DESCRIPTION OF THE TASK: Convert the lines of the entries below into a JSON list of strings, one string per line, leaving out any blank lines.

(Entries from a pointing dataset)
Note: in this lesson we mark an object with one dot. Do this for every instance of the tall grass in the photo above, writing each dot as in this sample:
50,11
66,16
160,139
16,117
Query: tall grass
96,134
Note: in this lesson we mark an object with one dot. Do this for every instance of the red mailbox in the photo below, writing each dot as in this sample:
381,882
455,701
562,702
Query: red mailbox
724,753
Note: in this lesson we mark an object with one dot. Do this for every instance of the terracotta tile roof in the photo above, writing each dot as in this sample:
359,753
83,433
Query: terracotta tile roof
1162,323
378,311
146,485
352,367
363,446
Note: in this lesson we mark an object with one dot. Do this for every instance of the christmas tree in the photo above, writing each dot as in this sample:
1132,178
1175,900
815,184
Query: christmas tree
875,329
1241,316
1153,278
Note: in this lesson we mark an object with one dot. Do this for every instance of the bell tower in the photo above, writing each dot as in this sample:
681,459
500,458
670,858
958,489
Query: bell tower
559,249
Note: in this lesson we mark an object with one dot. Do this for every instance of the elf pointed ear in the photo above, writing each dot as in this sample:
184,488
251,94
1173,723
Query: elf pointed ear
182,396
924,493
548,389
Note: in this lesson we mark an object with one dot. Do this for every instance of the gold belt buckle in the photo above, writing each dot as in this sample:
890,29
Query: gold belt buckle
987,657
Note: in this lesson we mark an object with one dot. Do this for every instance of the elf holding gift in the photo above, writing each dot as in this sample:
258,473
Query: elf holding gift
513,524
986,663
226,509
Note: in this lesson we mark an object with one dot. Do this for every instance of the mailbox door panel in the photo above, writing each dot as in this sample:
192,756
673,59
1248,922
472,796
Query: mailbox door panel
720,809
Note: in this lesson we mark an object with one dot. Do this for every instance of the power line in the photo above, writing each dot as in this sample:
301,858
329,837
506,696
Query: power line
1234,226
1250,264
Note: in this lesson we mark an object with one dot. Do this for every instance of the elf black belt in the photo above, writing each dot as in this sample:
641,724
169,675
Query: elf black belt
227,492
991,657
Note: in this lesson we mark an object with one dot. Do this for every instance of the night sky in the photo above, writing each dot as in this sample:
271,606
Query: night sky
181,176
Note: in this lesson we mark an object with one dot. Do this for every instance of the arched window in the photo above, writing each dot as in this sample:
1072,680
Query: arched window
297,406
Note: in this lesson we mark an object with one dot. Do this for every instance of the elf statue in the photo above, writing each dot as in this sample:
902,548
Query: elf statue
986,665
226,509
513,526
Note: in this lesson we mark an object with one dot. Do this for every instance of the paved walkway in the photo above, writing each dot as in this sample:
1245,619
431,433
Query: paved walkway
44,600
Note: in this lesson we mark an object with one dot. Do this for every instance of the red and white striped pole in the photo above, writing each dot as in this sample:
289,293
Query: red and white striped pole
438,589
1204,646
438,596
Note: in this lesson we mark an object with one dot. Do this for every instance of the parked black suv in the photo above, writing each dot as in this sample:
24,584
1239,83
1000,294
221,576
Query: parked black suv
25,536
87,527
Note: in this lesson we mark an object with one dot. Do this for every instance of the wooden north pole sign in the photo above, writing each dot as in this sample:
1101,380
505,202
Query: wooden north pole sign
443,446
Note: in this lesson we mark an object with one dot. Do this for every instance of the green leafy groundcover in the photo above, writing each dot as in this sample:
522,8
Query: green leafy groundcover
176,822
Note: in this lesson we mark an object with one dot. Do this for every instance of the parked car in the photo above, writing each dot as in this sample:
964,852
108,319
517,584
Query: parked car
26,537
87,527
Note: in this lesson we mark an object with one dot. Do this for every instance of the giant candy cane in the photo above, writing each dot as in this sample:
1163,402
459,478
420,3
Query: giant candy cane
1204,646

THE RESULT:
[
  "Note: in this lesson we mark an object with one dot. Do this for every instance of the tall grass in the photo above, writing each dot as in this sample:",
  "50,11",
  "66,16",
  "160,139",
  "16,117",
  "Query: tall grass",
  "96,134",
  "Note: in this lesson we mark an object with one dot. Do this for every instance of the red mailbox in the photo below, writing each dot as in this sample:",
  "381,882",
  "455,701",
  "562,702",
  "Query: red mailbox",
  "724,753",
  "Note: in this lesson we mark an object with one dot. Do this for every instance of the terracotta tile roof in the photo above, writing each dot as in this sample:",
  "359,753",
  "83,433",
  "Query: terracotta tile roof",
  "1162,323",
  "378,311",
  "146,485",
  "352,367",
  "363,446",
  "Note: in this lesson we mark an object with one dot. Do this for every instance of the christmas tree in the photo above, writing each dot as in this sample:",
  "1132,178",
  "1175,900",
  "815,184",
  "Query: christmas tree",
  "875,329",
  "1241,316",
  "1153,278",
  "Note: in this lesson we mark an object with one dot. Do this for every instance of the bell tower in the photo above, writing each dot as in this sample:",
  "681,459",
  "500,458",
  "670,858",
  "958,489",
  "Query: bell tower",
  "559,249",
  "Note: in this lesson we mark an object with one dot. Do this for every instance of the elf pointed ear in the photo above, writing each dot as in this sample:",
  "184,488",
  "251,94",
  "1173,723",
  "Query: elf pointed ear",
  "182,396",
  "924,493",
  "548,389",
  "Note: in this lesson we mark an object with one dot. Do this for every instance of the gold belt buckle in the photo above, writing each dot as in this sample:",
  "890,29",
  "Query: gold belt buckle",
  "987,657",
  "Note: in this lesson we mark an object with one dot. Do this for every instance of the elf holding gift in the photo above, writing each dot as in this sample:",
  "258,473",
  "Query: elf holding gift",
  "513,524",
  "986,663",
  "226,509",
  "Note: in this lesson we mark an object with one dot. Do this for every instance of the mailbox door panel in the photo above, writing each dot as in this sample:",
  "192,756",
  "673,59",
  "1248,922",
  "472,796",
  "Query: mailbox door panel",
  "720,809",
  "Note: in this lesson we mark an object with one dot. Do this for every instance of the power line in the photo above, writing each dot as in this sample:",
  "301,858",
  "329,837",
  "506,696",
  "Query: power line",
  "1234,226",
  "1250,264",
  "Note: in this lesson we mark an object with one dot. Do this for every instance of the elf black belt in the photo above, writing each dot as in this sample:",
  "641,724",
  "169,675",
  "Query: elf black belt",
  "227,492",
  "991,657",
  "Note: in this lesson we mark an object with one dot. Do this for every instance of the night sky in the photo above, writing each dot as in this sample:",
  "271,606",
  "Query: night sky",
  "181,176",
  "Note: in this lesson we mark an object with one dot. Do this for every instance of the arched window in the photo above, writing each dot as in this sample:",
  "1072,680",
  "Query: arched window",
  "297,406",
  "Note: in this lesson we mark an object with one dot. Do this for every instance of the elf statue in the photo above, writing each dot as in this sample:",
  "902,548",
  "Query: elf statue",
  "986,665",
  "226,509",
  "513,526",
  "Note: in this lesson we mark an object with one dot. Do this for every instance of the paved walkway in the photo above, writing each dot as in this sample:",
  "1245,619",
  "431,433",
  "Query: paved walkway",
  "44,600",
  "Note: in this lesson we mark an object with one dot. Do this for every instance of the red and white striped pole in the photo above, writing each dot as in this sample:",
  "289,293",
  "Query: red and white striped pole",
  "438,589",
  "1204,646",
  "438,596",
  "Note: in this lesson we mark an object with one dot. Do this for every instance of the parked black suv in the photo above, writing each dot as in this sample:",
  "24,584",
  "1239,83",
  "1000,294",
  "221,576",
  "Query: parked black suv",
  "25,536",
  "87,527",
  "Note: in this lesson we mark an object with one dot. Do this for every instance of the wooden north pole sign in the photo above, writing each dot as in this sample:",
  "1101,380",
  "505,202",
  "Query: wooden north pole sign",
  "443,446",
  "Note: in this lesson we mark an object with one dot. Do this for every instance of the green leafy groundcover in the photo above, writing each dot as in this sample:",
  "522,8",
  "Query: green leafy groundcover",
  "176,822",
  "Note: in this lesson we mark an object with one dot. Do this for every instance of the parked car in the photo above, writing each dot as in this sample:",
  "964,852",
  "108,319",
  "517,584",
  "Query: parked car",
  "26,537",
  "87,527",
  "Note: in this lesson we mark an object with one dot. Do this for every instance of the giant candy cane in the photo above, writing each dot as in this sample:",
  "1163,402",
  "459,478",
  "420,3",
  "Query: giant candy cane",
  "1204,646"
]